» **READING TEXT**
┏━━
A Toast To Whiteray

September 4, 2009

Some time ago, I mentioned Roxy Music to a couple of co-workers, both older than me, one of them having spent ten years in the music industry.

That remark was met with a blank stare.

After spending ten minutes giving a rough history of the band, offering examples of their influence, and explaining their place in rock music, I realized my audience was unimpressed.

(with both Roxy Music and me)

There was a time when pretty much everyone in my orbit would have known of Roxy Music – whether they were fans or not. During my vagabond days working in record stores, the mention of Roxy Music would have prompted one friend to interject Brian Eno into the conversation.

The Drunken Frenchman would have regaled us with some tale – some more obscure than others – about Roxy Music, Brian Eno, or whatever artist that was the subject of debate and/or discussion.

(the experience of listening to rock and roll lore as told by The Frenchman was akin to what I imagine it to be like listening to an old mariner telling tales from the briny deep)

Sometimes passions flared, but it was a collective passion for music that was ever present.
┗━━
[Bounding-box records]
┏━━
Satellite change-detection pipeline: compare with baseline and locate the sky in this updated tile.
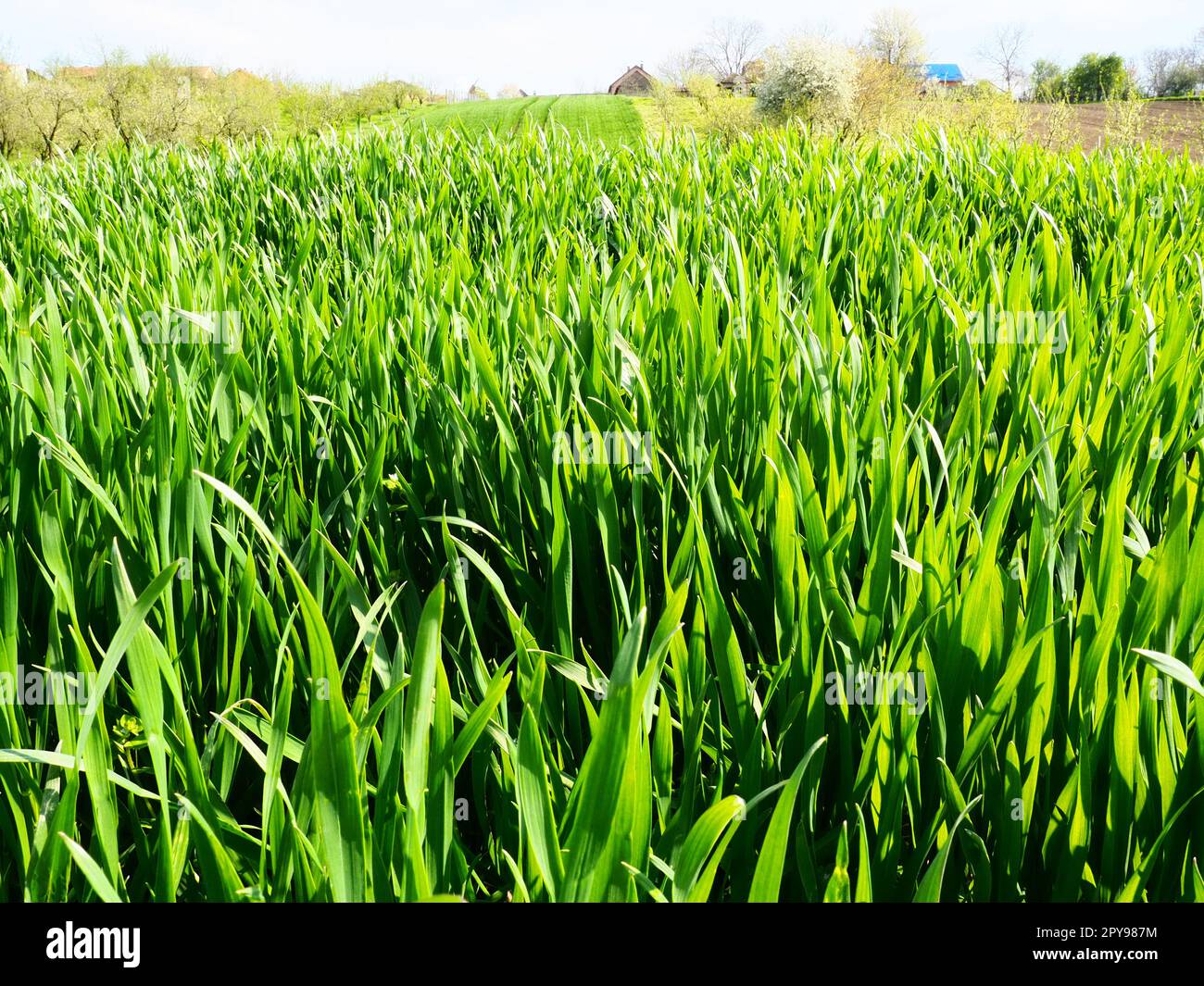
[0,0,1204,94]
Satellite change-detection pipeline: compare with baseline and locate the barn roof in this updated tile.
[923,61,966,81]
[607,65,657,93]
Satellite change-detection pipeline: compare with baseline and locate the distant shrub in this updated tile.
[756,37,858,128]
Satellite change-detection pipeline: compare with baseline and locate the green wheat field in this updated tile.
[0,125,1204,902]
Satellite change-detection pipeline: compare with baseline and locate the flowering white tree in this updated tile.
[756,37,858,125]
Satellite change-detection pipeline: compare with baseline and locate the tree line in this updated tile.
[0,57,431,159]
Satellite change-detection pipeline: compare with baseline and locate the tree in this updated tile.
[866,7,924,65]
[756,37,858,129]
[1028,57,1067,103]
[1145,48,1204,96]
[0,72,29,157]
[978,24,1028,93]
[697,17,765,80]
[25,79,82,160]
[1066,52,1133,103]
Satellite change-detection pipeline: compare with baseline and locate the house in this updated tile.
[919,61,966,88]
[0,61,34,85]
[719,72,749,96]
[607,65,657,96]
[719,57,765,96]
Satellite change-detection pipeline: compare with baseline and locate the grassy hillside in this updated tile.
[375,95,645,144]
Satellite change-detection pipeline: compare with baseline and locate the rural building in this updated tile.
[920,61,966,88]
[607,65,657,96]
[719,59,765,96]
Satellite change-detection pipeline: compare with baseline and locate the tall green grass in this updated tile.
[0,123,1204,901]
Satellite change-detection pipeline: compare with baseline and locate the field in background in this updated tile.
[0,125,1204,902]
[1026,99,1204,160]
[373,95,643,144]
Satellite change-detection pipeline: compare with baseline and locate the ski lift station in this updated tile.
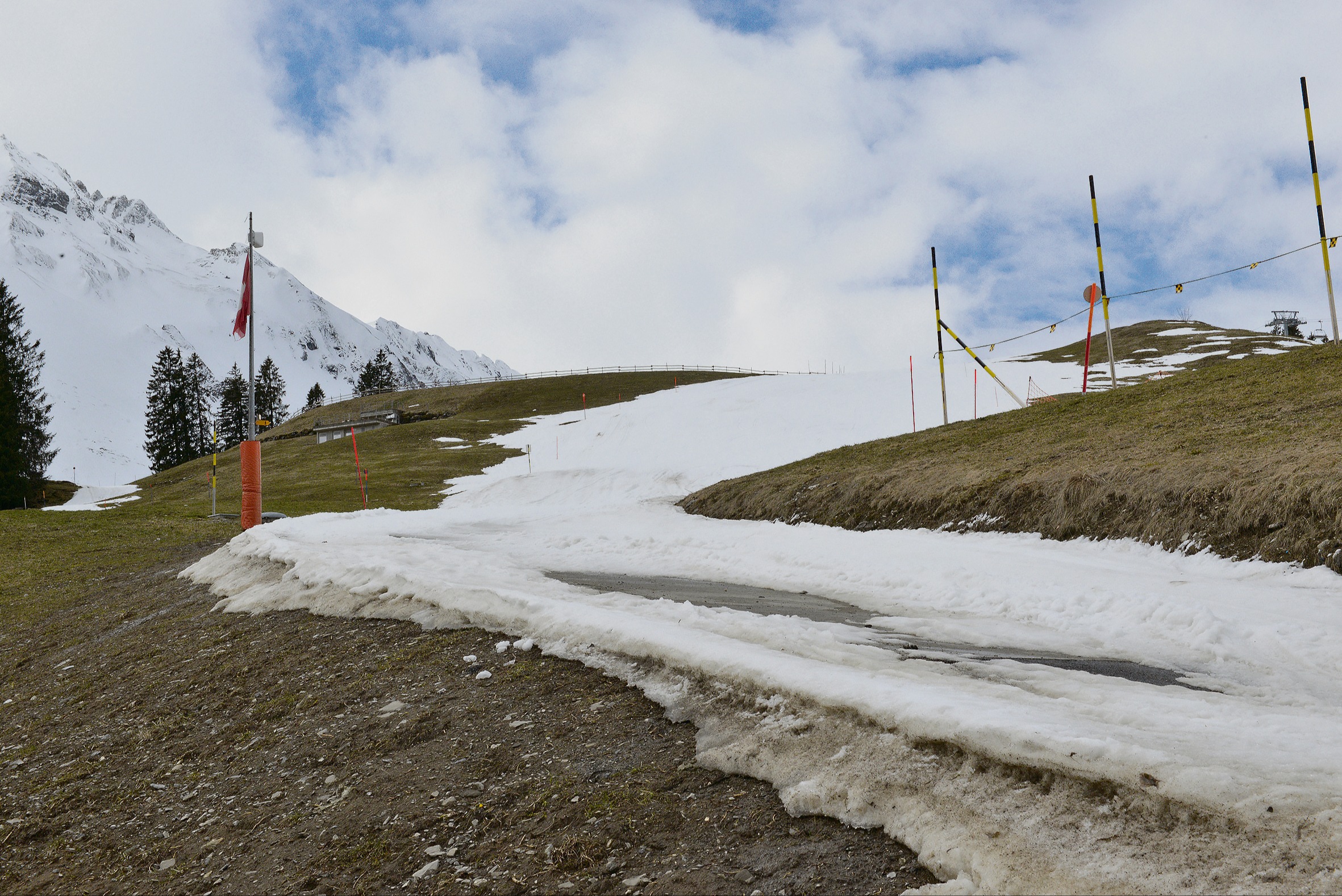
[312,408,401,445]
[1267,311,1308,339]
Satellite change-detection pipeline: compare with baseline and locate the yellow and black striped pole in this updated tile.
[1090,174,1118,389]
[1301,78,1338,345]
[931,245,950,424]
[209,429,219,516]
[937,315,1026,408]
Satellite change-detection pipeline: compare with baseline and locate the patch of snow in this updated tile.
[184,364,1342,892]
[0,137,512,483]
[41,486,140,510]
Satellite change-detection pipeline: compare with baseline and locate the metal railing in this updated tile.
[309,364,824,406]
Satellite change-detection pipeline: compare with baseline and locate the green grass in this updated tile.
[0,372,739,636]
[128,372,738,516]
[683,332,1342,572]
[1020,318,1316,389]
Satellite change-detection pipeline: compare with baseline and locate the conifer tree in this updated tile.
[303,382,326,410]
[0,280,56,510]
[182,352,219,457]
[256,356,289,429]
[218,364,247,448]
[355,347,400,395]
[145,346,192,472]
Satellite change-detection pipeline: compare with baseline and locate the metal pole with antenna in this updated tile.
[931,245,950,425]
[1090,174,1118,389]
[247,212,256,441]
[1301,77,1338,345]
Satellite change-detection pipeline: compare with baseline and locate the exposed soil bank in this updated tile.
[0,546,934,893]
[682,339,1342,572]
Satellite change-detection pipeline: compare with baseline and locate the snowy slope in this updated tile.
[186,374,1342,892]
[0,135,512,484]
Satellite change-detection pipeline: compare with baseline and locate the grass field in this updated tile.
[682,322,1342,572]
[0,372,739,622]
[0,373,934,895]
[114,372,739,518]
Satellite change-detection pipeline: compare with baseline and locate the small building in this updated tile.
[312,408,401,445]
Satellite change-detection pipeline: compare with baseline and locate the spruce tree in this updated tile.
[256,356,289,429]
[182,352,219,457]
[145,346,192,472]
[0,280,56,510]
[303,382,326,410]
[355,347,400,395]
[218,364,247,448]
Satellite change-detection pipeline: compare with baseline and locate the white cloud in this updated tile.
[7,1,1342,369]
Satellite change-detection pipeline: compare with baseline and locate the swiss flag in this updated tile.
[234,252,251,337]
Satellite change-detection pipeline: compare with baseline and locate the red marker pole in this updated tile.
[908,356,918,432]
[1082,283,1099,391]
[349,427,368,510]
┗━━
┏━━
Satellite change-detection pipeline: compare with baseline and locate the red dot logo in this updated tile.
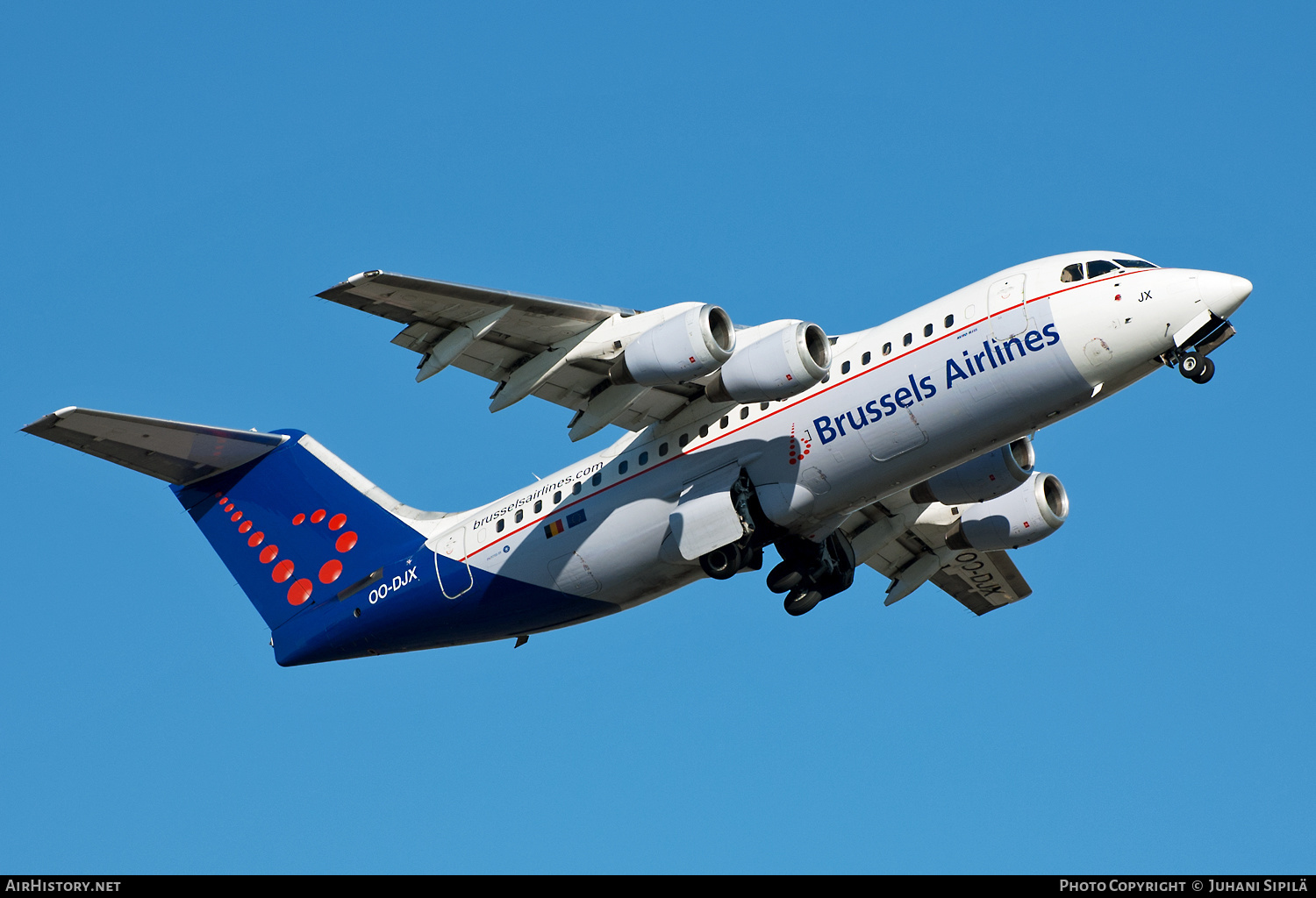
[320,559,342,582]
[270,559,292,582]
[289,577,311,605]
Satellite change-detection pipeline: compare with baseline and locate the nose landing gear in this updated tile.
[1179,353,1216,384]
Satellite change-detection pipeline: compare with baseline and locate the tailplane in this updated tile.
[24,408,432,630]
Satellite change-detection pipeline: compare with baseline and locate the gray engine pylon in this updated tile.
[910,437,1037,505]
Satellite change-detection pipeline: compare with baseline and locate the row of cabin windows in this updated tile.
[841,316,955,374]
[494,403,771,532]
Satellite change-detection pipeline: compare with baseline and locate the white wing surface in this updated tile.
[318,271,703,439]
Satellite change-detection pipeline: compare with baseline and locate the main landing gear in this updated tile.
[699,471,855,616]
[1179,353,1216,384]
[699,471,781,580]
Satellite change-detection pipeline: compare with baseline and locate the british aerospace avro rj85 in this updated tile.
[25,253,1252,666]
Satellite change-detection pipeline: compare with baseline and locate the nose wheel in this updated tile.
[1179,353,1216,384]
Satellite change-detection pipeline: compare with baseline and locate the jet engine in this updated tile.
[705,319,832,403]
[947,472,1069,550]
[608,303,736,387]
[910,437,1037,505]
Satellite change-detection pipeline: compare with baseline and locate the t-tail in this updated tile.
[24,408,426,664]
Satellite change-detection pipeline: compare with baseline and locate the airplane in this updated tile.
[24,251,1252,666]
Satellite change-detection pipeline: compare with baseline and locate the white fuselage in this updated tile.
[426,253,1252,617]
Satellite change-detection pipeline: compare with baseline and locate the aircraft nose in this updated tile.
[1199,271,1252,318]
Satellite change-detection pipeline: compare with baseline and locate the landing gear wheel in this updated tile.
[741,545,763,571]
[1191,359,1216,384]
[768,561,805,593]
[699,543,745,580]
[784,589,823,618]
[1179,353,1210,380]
┗━━
» **BRIEF A**
Can you shorten the paragraph beginning "There was a time when" in the Roxy Music post while keeping its main facts?
» **BRIEF B**
Could you resume the post about Roxy Music, starting after its final sentence?

» **EXERCISE OUTPUT A**
At one time, nearly everyone in my circle knew of Roxy Music, fans or not, and in my record-store days, mentioning the band would have led one friend to bring up Brian Eno.

» **EXERCISE OUTPUT B**
Now, the deepest discussion I hear from co-workers about music revolves around some kid on American Idol performing Hallelujah with no knowledge of Leonard Cohen, who wrote the song, or Jeff Buckley, who put his indelible stamp on it.

It’s made the numerous blogs focused on music – and a wide variety of music – such a wonderful surrogate for a time when hour upon hour would be dedicated to similar banter among friends.

Which is why it’s disappointing to read that Whiteray, author of the wonderful Echoes In The Wind, is on, what I hope, will be a brief hiatus.

Like JB over at The Hits Just Keep Comin’ (as well as the other destinations to which I’ve provided links on your right), Whiteray has a knack for chronicling the music that has meant so much to him, doing so in a manner that is engaging, amusing, and informative.

It isn’t even necessarily the music about which he wrote that made me a faithful reader. Though the music sometimes doesn’t connect with me, his affection and enthusiasm for his subject matter is like listening to one of my friends from back in the day.

So, here’s hoping to read something from you soon, Whiteray. Morning coffee won’t be the same without you.

Here are some songs that were on Billboard’s chart this week in 1982, a time when my own love of music was taking root…

The Go-Go’s – Vacation
from Vacation

The title song for The Go-Go’s follow-up to their massive debut Beauty And The Beat is giddy beyond repair (even if it does detail the end of summer). Fittingly, the first time I heard it was blaring from the car radio on a family vacation.

Years later, I’d interview Go-Go guitarist Jane Weidlin which was a true highlight of my music journalism endeavors (such as they were).

Elton John – Blue Eyes
from Jump Up!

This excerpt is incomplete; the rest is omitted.